> **Set exercise**:
Output the data from the line containing "Task: annotate each instance of the open book" through the line containing "x=161 y=381", both included, as a numbered list without blank lines.

> **Stored data**:
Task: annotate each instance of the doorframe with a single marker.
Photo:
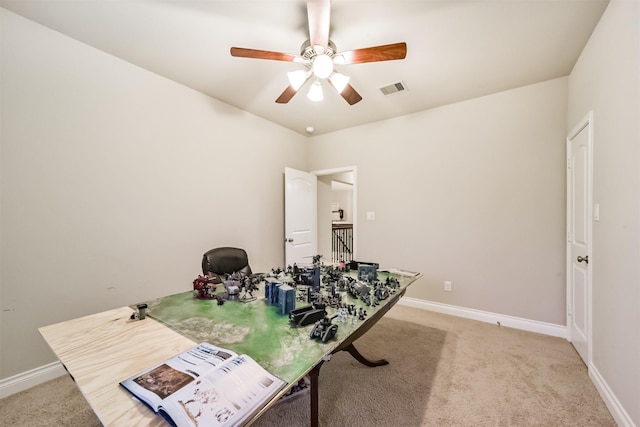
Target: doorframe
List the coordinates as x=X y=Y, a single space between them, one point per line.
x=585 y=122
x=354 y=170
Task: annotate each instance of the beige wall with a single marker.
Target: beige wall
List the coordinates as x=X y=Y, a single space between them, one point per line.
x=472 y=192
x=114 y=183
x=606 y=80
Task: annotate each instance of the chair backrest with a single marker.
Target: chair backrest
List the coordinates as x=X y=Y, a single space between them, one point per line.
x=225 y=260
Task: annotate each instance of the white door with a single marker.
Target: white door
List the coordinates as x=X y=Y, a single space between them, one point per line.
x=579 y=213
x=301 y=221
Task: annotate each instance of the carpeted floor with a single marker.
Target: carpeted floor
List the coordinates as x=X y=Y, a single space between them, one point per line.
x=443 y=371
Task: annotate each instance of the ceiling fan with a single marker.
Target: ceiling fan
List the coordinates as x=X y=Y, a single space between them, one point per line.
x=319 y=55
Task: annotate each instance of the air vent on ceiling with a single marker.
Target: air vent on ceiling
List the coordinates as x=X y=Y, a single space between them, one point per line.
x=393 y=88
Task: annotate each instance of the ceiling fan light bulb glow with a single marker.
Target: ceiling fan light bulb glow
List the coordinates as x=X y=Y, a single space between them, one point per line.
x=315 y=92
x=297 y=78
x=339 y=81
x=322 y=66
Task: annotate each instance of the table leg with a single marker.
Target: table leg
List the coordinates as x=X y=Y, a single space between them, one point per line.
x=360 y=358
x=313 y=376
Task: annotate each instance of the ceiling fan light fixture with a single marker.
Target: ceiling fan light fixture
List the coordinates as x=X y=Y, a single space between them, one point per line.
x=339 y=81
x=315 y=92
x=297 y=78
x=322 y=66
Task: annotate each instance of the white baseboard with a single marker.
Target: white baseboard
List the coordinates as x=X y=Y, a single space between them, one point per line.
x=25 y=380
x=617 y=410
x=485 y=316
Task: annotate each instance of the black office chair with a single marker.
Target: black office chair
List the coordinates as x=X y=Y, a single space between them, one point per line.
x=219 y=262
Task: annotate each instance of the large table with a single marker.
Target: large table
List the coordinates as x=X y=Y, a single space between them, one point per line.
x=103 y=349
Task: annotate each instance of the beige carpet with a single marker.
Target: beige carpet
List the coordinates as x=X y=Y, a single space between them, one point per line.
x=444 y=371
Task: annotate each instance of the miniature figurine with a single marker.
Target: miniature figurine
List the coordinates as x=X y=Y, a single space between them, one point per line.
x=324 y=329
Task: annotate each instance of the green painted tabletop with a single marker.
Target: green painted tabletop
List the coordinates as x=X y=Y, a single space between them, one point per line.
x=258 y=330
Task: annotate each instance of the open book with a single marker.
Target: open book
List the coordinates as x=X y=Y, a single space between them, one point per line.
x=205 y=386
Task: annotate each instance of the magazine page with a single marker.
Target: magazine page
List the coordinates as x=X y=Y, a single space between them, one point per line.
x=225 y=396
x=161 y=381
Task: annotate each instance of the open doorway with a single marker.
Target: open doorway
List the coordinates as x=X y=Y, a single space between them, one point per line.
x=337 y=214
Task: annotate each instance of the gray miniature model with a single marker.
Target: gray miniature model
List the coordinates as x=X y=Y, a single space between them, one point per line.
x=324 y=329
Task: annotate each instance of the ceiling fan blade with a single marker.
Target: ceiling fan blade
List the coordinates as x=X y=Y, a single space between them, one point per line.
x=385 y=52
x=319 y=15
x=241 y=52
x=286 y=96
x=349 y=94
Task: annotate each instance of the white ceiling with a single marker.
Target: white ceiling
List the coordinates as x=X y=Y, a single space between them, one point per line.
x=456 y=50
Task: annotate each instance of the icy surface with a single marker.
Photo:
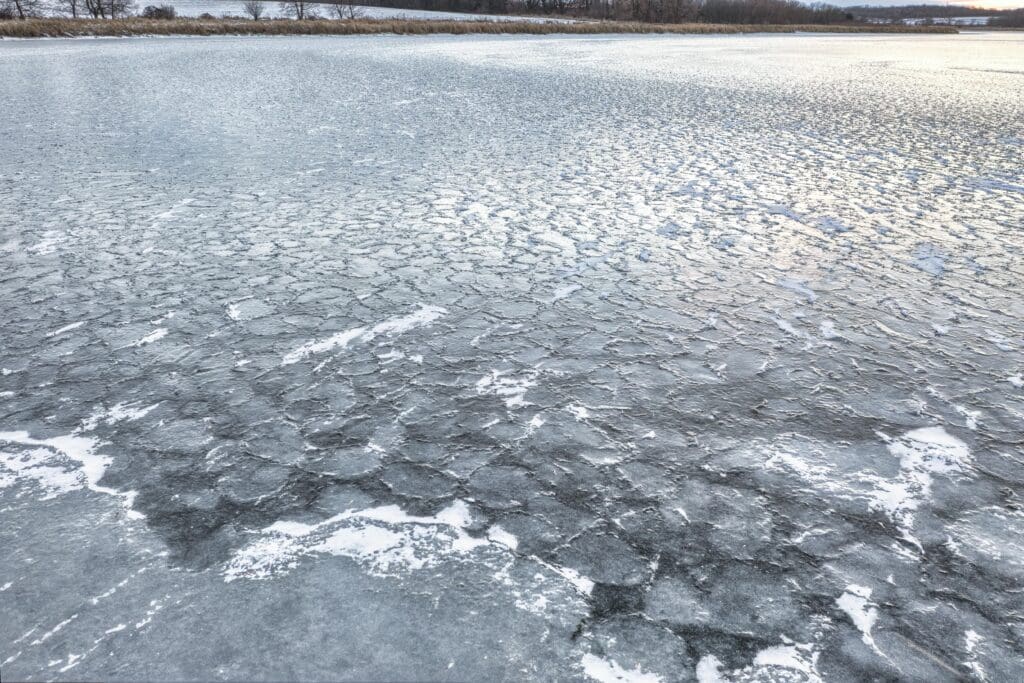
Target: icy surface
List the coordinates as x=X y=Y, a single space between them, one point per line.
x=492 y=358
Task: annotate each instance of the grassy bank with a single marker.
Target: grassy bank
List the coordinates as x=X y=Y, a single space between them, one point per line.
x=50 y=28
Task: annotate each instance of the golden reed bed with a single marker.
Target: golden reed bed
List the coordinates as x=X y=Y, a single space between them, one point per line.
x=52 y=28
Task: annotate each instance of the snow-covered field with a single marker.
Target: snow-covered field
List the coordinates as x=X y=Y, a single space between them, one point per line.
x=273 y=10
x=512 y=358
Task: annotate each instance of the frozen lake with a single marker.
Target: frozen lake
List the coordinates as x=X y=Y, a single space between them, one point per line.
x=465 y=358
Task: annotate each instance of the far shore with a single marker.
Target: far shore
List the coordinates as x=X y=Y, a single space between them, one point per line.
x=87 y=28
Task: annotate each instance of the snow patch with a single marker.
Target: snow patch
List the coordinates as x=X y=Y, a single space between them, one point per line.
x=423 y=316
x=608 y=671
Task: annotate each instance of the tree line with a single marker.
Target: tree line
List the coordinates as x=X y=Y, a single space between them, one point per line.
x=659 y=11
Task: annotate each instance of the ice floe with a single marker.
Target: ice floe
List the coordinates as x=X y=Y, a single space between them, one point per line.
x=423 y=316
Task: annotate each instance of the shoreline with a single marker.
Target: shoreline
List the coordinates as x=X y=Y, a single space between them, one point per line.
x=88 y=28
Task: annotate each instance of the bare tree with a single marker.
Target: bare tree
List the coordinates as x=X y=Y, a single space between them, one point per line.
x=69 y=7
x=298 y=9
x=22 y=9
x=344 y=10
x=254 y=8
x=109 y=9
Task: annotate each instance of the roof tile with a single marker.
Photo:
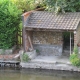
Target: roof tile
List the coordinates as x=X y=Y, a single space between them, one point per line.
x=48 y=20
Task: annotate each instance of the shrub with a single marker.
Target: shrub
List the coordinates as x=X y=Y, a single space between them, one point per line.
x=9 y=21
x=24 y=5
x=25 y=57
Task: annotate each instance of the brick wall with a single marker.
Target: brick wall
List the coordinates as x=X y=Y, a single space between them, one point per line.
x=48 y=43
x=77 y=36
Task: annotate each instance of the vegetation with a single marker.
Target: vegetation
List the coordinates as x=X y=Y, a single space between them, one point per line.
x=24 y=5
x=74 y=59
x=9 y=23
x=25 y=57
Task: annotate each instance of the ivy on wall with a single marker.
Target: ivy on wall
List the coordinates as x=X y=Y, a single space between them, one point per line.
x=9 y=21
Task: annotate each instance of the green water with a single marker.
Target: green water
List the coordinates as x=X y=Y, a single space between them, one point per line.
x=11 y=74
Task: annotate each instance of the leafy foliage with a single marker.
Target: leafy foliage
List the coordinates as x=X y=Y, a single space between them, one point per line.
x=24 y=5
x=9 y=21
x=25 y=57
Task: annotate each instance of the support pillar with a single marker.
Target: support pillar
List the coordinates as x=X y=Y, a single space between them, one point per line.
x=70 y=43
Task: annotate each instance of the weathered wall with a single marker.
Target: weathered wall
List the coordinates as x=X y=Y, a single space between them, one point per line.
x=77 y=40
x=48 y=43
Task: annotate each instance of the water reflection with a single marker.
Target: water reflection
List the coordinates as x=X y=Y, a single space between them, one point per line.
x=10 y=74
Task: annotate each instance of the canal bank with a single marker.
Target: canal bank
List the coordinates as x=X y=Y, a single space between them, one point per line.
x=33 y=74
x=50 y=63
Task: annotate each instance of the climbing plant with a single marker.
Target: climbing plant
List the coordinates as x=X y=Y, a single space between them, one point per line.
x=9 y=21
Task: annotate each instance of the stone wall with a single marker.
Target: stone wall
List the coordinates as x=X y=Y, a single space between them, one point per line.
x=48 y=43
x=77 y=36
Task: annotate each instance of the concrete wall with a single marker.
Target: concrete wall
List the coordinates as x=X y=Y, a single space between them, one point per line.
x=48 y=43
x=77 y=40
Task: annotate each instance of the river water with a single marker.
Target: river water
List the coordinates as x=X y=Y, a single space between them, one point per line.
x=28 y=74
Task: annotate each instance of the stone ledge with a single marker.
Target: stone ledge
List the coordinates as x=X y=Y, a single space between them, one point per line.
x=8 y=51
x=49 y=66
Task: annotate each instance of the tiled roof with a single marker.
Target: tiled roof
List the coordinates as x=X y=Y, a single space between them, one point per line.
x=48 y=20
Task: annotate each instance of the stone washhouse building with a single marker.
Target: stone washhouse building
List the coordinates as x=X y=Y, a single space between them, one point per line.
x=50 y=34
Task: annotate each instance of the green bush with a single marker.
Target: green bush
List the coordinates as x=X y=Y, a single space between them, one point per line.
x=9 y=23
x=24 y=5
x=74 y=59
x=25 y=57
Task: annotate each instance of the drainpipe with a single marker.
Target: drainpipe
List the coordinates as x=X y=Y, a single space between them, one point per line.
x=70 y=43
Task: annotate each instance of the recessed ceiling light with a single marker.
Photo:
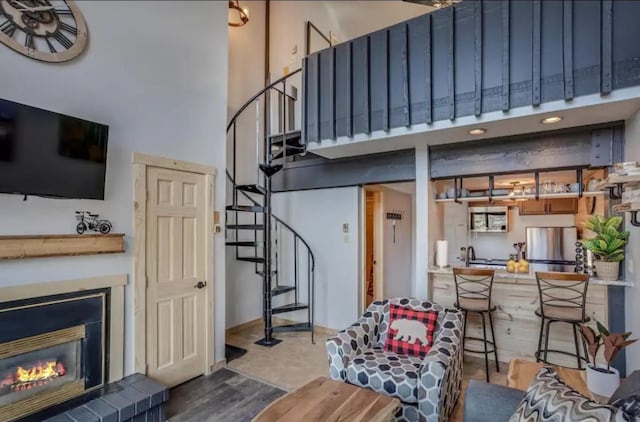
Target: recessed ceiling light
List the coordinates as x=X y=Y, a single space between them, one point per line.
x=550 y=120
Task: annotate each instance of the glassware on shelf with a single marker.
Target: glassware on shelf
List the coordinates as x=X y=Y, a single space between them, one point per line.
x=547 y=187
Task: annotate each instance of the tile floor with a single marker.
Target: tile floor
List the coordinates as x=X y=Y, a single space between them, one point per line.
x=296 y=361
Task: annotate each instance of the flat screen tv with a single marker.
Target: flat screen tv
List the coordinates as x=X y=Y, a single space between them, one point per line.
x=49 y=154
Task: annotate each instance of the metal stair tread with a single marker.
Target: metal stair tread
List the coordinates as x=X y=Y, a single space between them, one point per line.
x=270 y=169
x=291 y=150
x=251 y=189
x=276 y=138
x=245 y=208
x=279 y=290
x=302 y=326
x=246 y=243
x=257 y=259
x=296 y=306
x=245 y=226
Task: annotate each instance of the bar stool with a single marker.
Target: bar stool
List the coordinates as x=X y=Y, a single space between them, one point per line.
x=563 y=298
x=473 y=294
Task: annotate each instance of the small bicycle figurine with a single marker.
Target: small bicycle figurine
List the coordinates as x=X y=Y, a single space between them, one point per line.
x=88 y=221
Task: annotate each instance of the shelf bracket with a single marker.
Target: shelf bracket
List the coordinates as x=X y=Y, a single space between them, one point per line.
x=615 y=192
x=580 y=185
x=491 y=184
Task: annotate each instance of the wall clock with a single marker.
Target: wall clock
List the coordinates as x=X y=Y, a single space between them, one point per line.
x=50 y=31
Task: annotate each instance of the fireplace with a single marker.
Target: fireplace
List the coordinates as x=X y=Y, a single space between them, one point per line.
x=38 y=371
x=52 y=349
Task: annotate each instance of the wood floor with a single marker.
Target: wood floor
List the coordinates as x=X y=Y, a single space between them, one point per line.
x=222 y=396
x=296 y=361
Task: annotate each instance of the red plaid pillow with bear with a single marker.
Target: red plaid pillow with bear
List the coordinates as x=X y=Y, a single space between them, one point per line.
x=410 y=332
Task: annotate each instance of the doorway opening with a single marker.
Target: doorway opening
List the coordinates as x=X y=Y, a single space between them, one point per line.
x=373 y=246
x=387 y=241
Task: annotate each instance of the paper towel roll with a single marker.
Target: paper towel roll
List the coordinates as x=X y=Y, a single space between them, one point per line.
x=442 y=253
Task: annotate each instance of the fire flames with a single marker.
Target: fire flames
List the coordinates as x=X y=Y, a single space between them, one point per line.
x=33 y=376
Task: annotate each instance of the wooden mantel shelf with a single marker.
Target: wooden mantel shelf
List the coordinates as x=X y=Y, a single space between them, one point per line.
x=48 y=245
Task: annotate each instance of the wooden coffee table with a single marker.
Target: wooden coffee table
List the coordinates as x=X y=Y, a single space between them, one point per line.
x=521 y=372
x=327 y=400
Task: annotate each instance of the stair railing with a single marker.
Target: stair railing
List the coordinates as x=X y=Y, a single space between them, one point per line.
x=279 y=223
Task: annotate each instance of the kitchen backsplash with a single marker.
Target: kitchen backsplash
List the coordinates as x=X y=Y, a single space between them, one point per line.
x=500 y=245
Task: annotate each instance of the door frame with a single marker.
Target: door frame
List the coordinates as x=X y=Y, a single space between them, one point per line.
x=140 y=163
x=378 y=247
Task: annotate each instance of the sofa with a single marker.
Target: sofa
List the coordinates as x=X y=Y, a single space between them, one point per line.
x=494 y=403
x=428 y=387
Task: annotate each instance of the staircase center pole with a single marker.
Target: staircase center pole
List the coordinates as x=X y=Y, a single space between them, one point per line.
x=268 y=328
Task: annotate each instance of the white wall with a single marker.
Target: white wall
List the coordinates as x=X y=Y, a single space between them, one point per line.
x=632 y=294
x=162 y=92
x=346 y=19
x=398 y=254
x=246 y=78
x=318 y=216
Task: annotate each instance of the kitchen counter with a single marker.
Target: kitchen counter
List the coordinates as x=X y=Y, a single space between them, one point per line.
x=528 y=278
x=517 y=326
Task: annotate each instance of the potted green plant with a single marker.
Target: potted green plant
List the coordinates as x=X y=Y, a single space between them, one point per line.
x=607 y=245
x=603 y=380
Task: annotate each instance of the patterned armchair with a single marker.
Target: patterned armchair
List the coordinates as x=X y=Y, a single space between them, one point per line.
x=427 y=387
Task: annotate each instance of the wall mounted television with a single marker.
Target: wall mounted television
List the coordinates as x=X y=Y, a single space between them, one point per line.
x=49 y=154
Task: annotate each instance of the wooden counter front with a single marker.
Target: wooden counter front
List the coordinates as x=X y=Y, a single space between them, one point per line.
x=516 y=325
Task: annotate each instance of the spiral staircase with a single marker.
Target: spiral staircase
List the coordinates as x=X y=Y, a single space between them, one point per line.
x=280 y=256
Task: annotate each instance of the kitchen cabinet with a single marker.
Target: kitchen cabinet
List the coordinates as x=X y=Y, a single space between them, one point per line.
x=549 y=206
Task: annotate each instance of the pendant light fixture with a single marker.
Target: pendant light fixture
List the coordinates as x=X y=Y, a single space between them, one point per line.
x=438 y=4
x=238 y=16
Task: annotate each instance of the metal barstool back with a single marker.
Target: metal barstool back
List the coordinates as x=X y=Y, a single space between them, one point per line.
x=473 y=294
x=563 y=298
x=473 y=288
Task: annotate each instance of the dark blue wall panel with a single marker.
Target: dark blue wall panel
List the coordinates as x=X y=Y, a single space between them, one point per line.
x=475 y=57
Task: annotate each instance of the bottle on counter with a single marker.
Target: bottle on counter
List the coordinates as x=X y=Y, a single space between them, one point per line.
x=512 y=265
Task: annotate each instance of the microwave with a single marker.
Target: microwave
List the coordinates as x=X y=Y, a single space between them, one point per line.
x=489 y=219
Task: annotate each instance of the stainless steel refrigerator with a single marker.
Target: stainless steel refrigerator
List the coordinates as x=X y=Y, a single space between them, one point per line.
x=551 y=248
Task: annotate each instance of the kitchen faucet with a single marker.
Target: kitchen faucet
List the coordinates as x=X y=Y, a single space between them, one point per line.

> **Solution for this exercise**:
1. Task: annotate each instance of the open book with a single marker.
2. Target: open book
3. List the coordinates as x=X y=Y, a single space between them, one point per line.
4. x=205 y=386
5. Task: annotate each instance of the magazine page with a single marker.
6. Target: magazine page
7. List the coordinates as x=X y=Y, a single space between them, one point per line.
8. x=225 y=396
9. x=161 y=381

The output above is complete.